PASSAGE SHOWN ▸
################
Progress Toward Open Science

It’s hard to find someone who’ll argue against the notion that science should be open and transparent. In practice, however, much of what scientists do is not available for public scrutiny and debate. What can we do? A recent issue of Science Magazine provides perspectives on how to move toward open science (see also Austin commenting on Brendan Nyhan).

Brian Nosek and colleagues report on a project to define standards for open science. The standards include:

  • Standards for transparency about study designs, study materials, data sharing, and analytic methods (that is, standards for sharing the code comprising statistical models or simulations).
  • Standards for preregistration of studies and data analysis plans.
  • Replication standards that recognize the value of replication for independent verification of research results and identify the conditions under which replication studies will be published in the journal.
  • Citation standards that extend current article citation norms to data, code, and research materials.

Over 100 journals have signed on to these standards, including Science. Relatively few medical journals are signatories. Readers with connections to journals should raise these issues with editorial boards and professional societies.

Getting these standards adopted across science will be a struggle. Some fields have huge incentives for priority of discovery. This encourages labs to conceal methods and even details about results for as long as possible. For scientists in any field, open science requires great attention to accurate documentation of methods and curation of data. These are time-intensive tasks. Therefore, practicing open science competes against the expectations that scientists achieve high research productivity.
################
GIVEN ENTRIES ▸
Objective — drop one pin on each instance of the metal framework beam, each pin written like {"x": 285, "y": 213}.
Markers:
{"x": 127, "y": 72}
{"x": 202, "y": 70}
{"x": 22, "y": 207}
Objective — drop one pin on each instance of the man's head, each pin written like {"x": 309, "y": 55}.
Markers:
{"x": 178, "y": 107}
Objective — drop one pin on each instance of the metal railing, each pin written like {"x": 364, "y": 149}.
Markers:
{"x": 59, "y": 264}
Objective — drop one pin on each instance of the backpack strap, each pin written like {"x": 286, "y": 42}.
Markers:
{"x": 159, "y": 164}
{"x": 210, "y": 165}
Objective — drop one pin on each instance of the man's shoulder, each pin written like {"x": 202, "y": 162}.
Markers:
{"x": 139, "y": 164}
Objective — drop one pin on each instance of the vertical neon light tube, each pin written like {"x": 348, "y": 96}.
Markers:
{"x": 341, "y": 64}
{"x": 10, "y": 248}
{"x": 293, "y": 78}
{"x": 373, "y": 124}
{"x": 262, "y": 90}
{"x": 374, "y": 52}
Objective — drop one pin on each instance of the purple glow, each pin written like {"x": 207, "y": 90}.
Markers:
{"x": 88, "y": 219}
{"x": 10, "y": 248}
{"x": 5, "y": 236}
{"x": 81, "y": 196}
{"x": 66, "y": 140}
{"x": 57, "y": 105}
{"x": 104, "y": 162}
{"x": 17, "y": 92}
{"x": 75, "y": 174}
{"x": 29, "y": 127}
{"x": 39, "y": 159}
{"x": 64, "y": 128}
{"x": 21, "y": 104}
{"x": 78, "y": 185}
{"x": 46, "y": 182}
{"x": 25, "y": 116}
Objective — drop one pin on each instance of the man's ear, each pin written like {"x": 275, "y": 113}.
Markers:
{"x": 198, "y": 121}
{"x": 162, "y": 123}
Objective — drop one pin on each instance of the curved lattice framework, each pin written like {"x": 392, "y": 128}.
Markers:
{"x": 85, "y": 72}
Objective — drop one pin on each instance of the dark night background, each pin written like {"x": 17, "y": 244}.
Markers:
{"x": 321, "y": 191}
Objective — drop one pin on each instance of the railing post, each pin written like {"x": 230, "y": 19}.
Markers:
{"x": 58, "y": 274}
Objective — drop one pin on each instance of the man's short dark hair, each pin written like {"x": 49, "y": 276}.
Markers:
################
ACTION ITEM ▸ Continue the piece on open science, picking up after its final sentence.

WRITTEN ANSWER ▸
For this reason, Bruce Alberts and colleagues argue that scientists’ career

incentives should be changed so that scholars are rewarded for publishing well rather than often. In tenure cases at universities, as in grant submissions, the candidate should be evaluated on the importance of a select set of work, instead of using the number of publications or impact rating of a journal as a surrogate for quality.

The challenge in implementing evaluation on quality rather than quantity will be finding valid and reliable ways to measure importance.

What’s at stake in open science? Transparency is part of what defines science, so open science is just better science. Period.

But open science is also critical for the applications of science. As Austin and I discussed recently, part of the solution to the troubles concerning conflicts of interest in medical research is to make science more transparent. To the degree that we have confidence in the data and methods of a study, the less it matters that an author has a financial tie to industry. To the degree that we can verify, we don’t have to trust.

The same applies to using science in policy. Getting to empirically-driven policy requires that we gather data and evaluate social programs against benchmarks. Credibility of evidence is everything here. Most of us have strong prior beliefs about the effectiveness of social programs, and we are inclined to distrust the research of those with whom we disagree. We will never completely counter those priors. But what we can do is make the data, design, methods, and analyses in policy-oriented science as reproducible as possible.